▶ **What you have to do**: The result should be an exact copy of the lines from the one with "the car tail" through the last line of the data below, both included.

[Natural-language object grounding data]
┌──
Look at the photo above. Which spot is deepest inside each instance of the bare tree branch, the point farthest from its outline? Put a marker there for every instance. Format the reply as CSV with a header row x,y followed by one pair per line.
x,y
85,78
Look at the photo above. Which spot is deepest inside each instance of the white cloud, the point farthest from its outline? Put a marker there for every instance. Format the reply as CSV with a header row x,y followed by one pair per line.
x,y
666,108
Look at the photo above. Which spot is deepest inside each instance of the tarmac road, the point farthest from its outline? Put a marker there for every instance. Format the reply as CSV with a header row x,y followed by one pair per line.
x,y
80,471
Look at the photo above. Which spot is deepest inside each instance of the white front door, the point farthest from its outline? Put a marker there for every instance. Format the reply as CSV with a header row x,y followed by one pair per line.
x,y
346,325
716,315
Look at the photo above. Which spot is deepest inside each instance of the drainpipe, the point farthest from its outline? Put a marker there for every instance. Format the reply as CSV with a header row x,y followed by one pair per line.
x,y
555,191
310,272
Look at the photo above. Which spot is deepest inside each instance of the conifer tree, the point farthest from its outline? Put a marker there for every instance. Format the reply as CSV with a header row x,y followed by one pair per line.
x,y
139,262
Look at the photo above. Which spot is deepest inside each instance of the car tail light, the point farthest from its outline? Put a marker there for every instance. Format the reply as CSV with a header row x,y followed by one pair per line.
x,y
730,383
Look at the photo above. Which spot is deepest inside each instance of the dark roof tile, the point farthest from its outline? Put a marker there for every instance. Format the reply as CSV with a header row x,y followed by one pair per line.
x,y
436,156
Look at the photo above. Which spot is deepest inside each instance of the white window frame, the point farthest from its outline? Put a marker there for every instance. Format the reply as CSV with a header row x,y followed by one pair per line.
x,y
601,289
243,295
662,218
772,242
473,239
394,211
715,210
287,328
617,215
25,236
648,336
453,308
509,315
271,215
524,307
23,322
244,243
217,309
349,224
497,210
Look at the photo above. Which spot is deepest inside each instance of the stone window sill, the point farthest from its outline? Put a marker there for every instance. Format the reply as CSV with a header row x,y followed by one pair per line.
└──
▶ **Exercise output**:
Look at the photo above. Which spot is deepest inside each instance of the car tail light, the point farthest from its outline? Put a marker there for every instance. Format the reply as CSV with a header row x,y followed by one pair per line.
x,y
730,383
Look at the photo above. Which spot is deepest inside each instance of the dark roof tile, the point farthest from its outline? Put a marker there for every instance. Format the reply as CSV with a header row x,y followed by one pair per line.
x,y
436,156
Look at the photo above. Which spot is deepest inside each instance of the white window frame, the point farthest from its outline? Put a marker there for every instance. Format the reply as CSV with a header row x,y followed by one pair per line.
x,y
601,289
243,295
662,218
772,242
473,239
394,211
715,210
287,328
617,215
25,236
648,336
453,308
509,315
271,215
524,307
23,322
244,243
217,309
349,224
497,210
Look at the photo above. Which spot is deepest inside each instance of the stone window sill, the point farthest from its outline? Put a marker there for every instance. Format the reply as CSV with a header row x,y followed by one pair per line.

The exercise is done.